_Task to carry out_:
Return the whole listing exactly, omitting the pictures.

_Source data_:
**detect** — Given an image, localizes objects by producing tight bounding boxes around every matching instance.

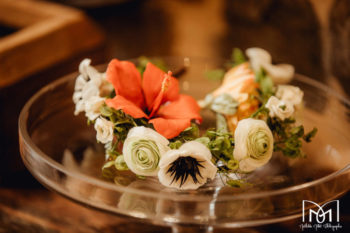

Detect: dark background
[0,0,349,232]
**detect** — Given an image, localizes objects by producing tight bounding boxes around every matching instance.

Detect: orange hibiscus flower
[105,59,202,139]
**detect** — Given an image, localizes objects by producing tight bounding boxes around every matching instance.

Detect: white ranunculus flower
[246,47,295,84]
[233,118,274,172]
[123,126,170,176]
[94,117,114,144]
[158,141,217,190]
[85,96,106,120]
[265,96,294,120]
[276,85,304,106]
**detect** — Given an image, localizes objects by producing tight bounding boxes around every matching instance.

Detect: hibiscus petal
[107,59,144,108]
[149,95,202,138]
[156,95,202,122]
[142,63,179,111]
[149,118,191,139]
[105,95,148,119]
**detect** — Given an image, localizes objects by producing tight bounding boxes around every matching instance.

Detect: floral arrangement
[73,48,317,190]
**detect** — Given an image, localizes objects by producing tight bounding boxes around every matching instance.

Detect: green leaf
[169,140,182,149]
[195,137,210,146]
[227,159,239,171]
[250,106,269,118]
[216,113,229,132]
[255,68,275,103]
[232,48,246,66]
[205,130,234,162]
[115,155,129,171]
[204,69,225,81]
[290,126,304,138]
[136,56,167,75]
[268,116,317,158]
[211,94,239,115]
[169,123,200,143]
[100,105,114,117]
[303,128,318,142]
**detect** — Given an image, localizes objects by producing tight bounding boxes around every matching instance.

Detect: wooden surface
[0,0,104,88]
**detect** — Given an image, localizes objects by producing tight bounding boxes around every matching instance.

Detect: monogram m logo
[302,200,340,223]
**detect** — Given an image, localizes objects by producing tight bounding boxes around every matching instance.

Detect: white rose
[276,85,304,106]
[158,141,217,190]
[94,117,114,144]
[265,96,294,120]
[85,96,105,120]
[123,126,170,176]
[246,47,295,84]
[233,118,274,172]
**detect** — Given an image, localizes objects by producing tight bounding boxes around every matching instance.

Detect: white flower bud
[265,96,294,120]
[94,117,114,144]
[276,85,304,106]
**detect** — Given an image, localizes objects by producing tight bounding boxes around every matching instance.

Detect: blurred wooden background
[0,0,350,232]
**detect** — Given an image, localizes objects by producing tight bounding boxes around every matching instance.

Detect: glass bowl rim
[18,59,350,202]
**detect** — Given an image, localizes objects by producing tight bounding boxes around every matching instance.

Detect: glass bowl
[18,57,350,229]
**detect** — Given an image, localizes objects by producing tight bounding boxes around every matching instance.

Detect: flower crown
[73,48,317,190]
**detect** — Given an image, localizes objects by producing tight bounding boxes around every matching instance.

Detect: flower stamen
[161,71,173,92]
[166,157,204,187]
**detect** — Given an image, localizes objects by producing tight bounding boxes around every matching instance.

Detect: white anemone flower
[276,85,304,106]
[265,96,294,120]
[246,47,295,84]
[234,118,274,173]
[158,141,217,190]
[123,127,170,176]
[94,117,114,144]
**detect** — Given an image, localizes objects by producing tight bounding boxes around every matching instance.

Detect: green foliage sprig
[255,68,275,104]
[268,117,317,158]
[100,105,150,141]
[251,106,317,158]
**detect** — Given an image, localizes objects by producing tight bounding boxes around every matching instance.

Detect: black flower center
[166,156,204,187]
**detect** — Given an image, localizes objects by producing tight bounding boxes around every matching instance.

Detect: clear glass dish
[19,57,350,230]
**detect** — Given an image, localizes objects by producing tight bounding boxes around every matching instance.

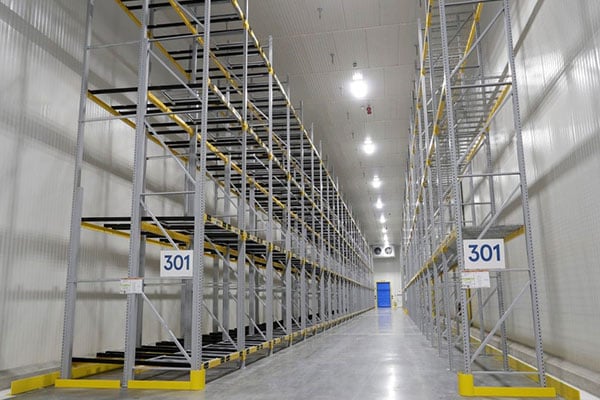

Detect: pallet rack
[402,0,555,397]
[59,0,373,390]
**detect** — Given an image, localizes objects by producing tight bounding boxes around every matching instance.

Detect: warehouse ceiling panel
[250,0,417,246]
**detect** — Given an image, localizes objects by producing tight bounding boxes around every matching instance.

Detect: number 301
[467,244,501,263]
[163,254,190,271]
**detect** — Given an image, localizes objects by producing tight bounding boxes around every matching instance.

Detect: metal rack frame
[402,0,555,397]
[59,0,374,391]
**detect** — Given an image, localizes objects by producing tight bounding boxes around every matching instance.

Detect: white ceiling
[249,0,419,245]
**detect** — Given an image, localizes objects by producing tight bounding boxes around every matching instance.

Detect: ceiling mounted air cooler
[372,245,395,258]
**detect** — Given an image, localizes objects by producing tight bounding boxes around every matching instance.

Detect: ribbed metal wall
[0,0,81,371]
[0,0,180,371]
[481,0,600,378]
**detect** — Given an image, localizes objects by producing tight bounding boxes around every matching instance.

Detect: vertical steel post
[248,186,256,335]
[319,142,326,321]
[212,255,219,333]
[222,162,232,340]
[326,175,333,319]
[310,126,317,324]
[223,246,231,340]
[284,80,292,335]
[136,233,147,348]
[300,128,307,330]
[122,0,151,385]
[212,178,219,333]
[236,0,250,356]
[502,0,546,385]
[190,0,211,371]
[266,35,274,341]
[182,4,200,349]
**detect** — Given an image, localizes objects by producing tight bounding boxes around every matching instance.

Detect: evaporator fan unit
[372,245,395,258]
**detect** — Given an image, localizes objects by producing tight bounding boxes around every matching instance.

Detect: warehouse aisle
[16,309,479,399]
[203,307,466,400]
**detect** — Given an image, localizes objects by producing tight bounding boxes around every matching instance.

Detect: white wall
[373,246,402,306]
[510,0,600,376]
[470,0,600,386]
[0,0,86,372]
[0,0,185,373]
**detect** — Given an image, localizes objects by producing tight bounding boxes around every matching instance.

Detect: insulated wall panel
[476,0,600,377]
[0,0,83,372]
[0,0,180,372]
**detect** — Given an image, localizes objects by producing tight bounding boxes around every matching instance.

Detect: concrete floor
[7,309,548,399]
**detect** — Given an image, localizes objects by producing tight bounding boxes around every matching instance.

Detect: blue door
[377,282,391,308]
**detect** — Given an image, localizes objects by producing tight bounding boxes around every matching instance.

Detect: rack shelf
[402,0,554,397]
[59,0,373,391]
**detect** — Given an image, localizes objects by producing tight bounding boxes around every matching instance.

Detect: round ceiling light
[371,175,382,189]
[362,137,375,155]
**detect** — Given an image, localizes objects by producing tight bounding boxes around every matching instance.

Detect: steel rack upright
[402,0,555,397]
[59,0,374,391]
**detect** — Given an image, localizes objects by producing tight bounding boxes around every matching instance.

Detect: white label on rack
[120,278,144,294]
[463,239,505,270]
[160,250,193,278]
[461,272,491,289]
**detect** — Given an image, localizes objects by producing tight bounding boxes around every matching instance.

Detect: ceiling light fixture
[380,215,386,224]
[350,70,368,99]
[375,197,383,209]
[362,136,375,155]
[381,226,387,233]
[371,175,382,189]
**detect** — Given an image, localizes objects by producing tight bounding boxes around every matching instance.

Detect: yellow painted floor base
[54,370,206,391]
[55,379,121,389]
[10,363,121,395]
[128,370,205,390]
[458,373,557,398]
[467,335,581,400]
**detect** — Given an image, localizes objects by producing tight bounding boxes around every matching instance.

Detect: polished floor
[8,309,542,399]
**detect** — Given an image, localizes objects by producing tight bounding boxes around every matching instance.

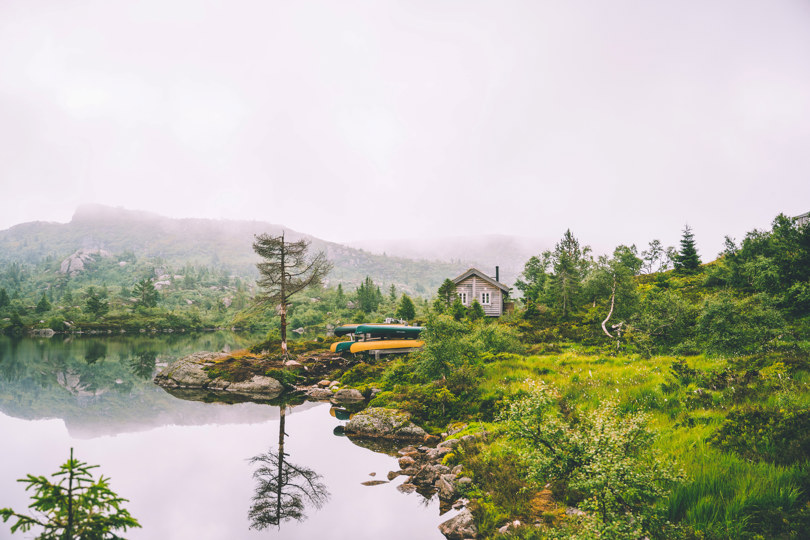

_Result below_:
**detect** — Given an image, localizes objects by producing tight bounding boxes around every matching instance.


Detect: dark background
[0,0,349,232]
**detect** — Given an image, localizes objects by producing tight bounding boxes around every matching instance.

Detect: orange hibiscus flower
[105,59,202,139]
**detect** — Given an image, localizes objects by producing tight bounding boxes around every matching instance.

Detect: white ranunculus flower
[246,47,295,84]
[233,118,274,172]
[123,126,170,176]
[94,117,114,144]
[158,141,217,190]
[85,96,106,120]
[265,96,294,120]
[276,85,304,106]
**detect** — Given an image, localizes objects by producing tight bounding boxes around every matching instance.

Detect: hibiscus petal
[107,59,144,108]
[149,95,202,138]
[156,95,202,122]
[142,63,179,111]
[149,118,191,139]
[105,95,148,119]
**detect** — Given an image, localizes objects by producing tight bounding boxes around every matching instance.

Detect: floral arrangement
[73,48,317,190]
**detect** — Given an image, localizes objects by producing tight bounding boxes around every matching instance.

Detect: green leaf
[169,140,182,149]
[195,137,210,146]
[227,159,239,171]
[250,106,269,118]
[216,113,229,132]
[255,68,275,103]
[232,48,246,66]
[205,130,234,162]
[115,155,129,171]
[204,69,225,81]
[290,126,304,138]
[136,56,167,75]
[268,116,317,158]
[211,94,239,115]
[169,123,200,143]
[100,105,114,117]
[303,128,318,142]
**detect** — Given an image, localizes objects by producing tight bounding boxes around every matching instance.

Detect: wooden surface
[0,0,104,88]
**detect** — Given an image, localizes objects by producing tight bounding boxes around every matching instance.

Detect: monogram m logo
[302,200,340,223]
**detect** — Given an image, localizes objects by producing tight bounding boxes around every matching instance.

Detect: white rose
[276,85,304,106]
[158,141,217,190]
[94,117,114,144]
[265,96,294,120]
[85,96,105,120]
[123,126,170,176]
[246,47,295,84]
[233,118,274,172]
**detect** — Given an image, localizes objects by producing tight bounding boxes around every matching instance.

Detect: white flower bud
[265,96,294,120]
[94,117,114,144]
[276,85,304,106]
**detect** — Given an image, localizes objects by producing tight bounding boxes around every matching instance.

Detect: blurred wooden background
[0,0,350,232]
**detect** — Given an image, localizes objects by producing tight bounding boxes around every matching instance.

Detect: glass bowl rim
[18,59,350,202]
**detect** — Given an image, localizes objects by producing tight bounding boxes around every matching instance.

Detect: glass bowl
[18,57,350,229]
**detect** — Given an image, localizes objects by producing tight bounding boxes around every matching instance.

Detect: flower crown
[73,48,317,190]
**detect** — Given an image, localizes objects by producing tight bounding boxes around every matching instance.

Detect: flower stamen
[161,71,173,92]
[166,157,204,187]
**detect** — Given an image, localizes objects by producing tight bounding boxes around every matching instance.

Detect: white anemone flower
[276,85,304,106]
[265,96,294,120]
[246,47,295,84]
[234,118,274,173]
[158,141,217,190]
[123,127,170,176]
[94,117,114,144]
**detect** — Given an image, localizes objects by producing tight bounding boxes around every matching instance.

Detect: green foliage sprig
[255,68,275,104]
[268,117,317,158]
[100,105,150,141]
[251,106,317,158]
**detect** — Given an image, localizes objects by producing tight bounding boxes around every matching instance.

Detect: black flower center
[166,156,204,187]
**detect** — Given an image, localizes objects by producing tight bounding boxes around every matching instance.

Detect: clear glass dish
[19,57,350,230]
**detect** — Given an image, localizes objects by producing tight bounding boxes around every matching instance.


Detect: pallet rack
[402,0,555,397]
[59,0,373,390]
**detect** — Given an image, localizes objects by producing tight bounding boxes around every matching instance.

Detect: warehouse ceiling panel
[250,0,417,246]
**detect** — Given an image, localizes objects by producing tight bounding boxes around every matching instance.

Detect: number 301
[467,244,501,263]
[163,254,190,271]
**detect** — Given an image, localizes objects by producing tight bounding boxes around every matching instance.

Detect: metal rack frame
[402,0,555,397]
[59,0,374,391]
**detect** — Given an image, localizes objects by producing tight bounding boxes around every matching instance.

Detect: white ceiling
[249,0,419,245]
**detect** — Given an image, localizes objects by producing tight bounding boxes around every matching instance.

Detect: ceiling mounted air cooler
[372,245,395,258]
**detect** — Given an image, localizes objects by producing tight bounding boxes around every matching instance.

Detect: ribbed metal wall
[0,0,81,371]
[0,0,180,371]
[481,0,600,378]
**detect** — Given an image, localizes objects by producing tight bounding boxes around every matching instance.

Detect: vertical steel post
[248,186,256,335]
[319,142,326,321]
[212,255,219,333]
[222,162,232,340]
[326,175,333,319]
[310,126,317,324]
[223,246,231,340]
[284,80,292,335]
[136,233,147,348]
[300,128,307,330]
[122,0,151,385]
[212,178,219,333]
[236,0,250,356]
[502,0,546,385]
[190,0,211,371]
[266,35,274,341]
[182,4,200,349]
**detect** — Given an image, localizes objects by producing tight bounding boxes around every matching instance.

Detect: evaporator fan unit
[372,245,395,258]
**detect** — Given an image, localizes objects by producing tight bounding boxes around every matching instance.

Detect: warehouse aisle
[16,309,479,399]
[203,307,466,400]
**detect** — Given an image, localizes objects by producing tight bounding boxes around every matching instance.

Detect: white wall
[373,246,402,306]
[510,0,600,376]
[470,0,600,386]
[0,0,86,372]
[0,0,185,373]
**detect** — Given an image, localizes objects by producing tight bounding boxes around every matching instance.

Detect: insulated wall panel
[476,0,600,377]
[0,0,83,372]
[0,0,180,372]
**detect** — Given an image, localizes objects by producing tight bounding boxes around every matching instance.

Detect: concrete floor
[7,309,548,399]
**detect** — Given an image, localizes objects by producing tight bounding boxes around every matching instance.

Detect: blue door
[377,282,391,308]
**detect** — Given an image, localizes objects by producing tight bounding boxes around every matching instance.

Detect: rack shelf
[402,0,554,397]
[59,0,373,391]
**detect** — Given an image, localizes objects by producing tight bounding boxes around every matching instance.

Detect: round ceiling light
[371,175,382,189]
[362,137,375,155]
**detect** — Given an image, localizes objects by producing tight bounding boxes around every matching instance.

Detect: steel rack upright
[402,0,555,397]
[59,0,374,391]
**detect** — Given an image, localizes objects by producing tight bounding boxes around every matching instance.

Detect: white label on rack
[120,278,144,294]
[463,239,505,270]
[160,250,193,278]
[461,272,491,289]
**detect** — Given an image, localizes objects by producing tight bounding boxes around every matching instance.

Detect: ceiling light fixture
[380,215,386,224]
[350,70,368,99]
[375,197,383,209]
[362,136,375,155]
[381,226,387,233]
[371,175,382,189]
**detect** — Given an image, localizes objects by producing tight bounding boxes around every matching instance.

Detect: yellow painted floor base
[54,370,206,391]
[55,379,121,389]
[10,363,121,395]
[128,370,205,390]
[458,373,557,398]
[467,335,581,400]
**detect** — Given an image, localizes objects by producing tight bounding boxes around every matching instance.

Detect: polished floor
[8,309,542,399]
**detect** — Given an image, localizes objects by producing tight bounding boxes around every matching instance.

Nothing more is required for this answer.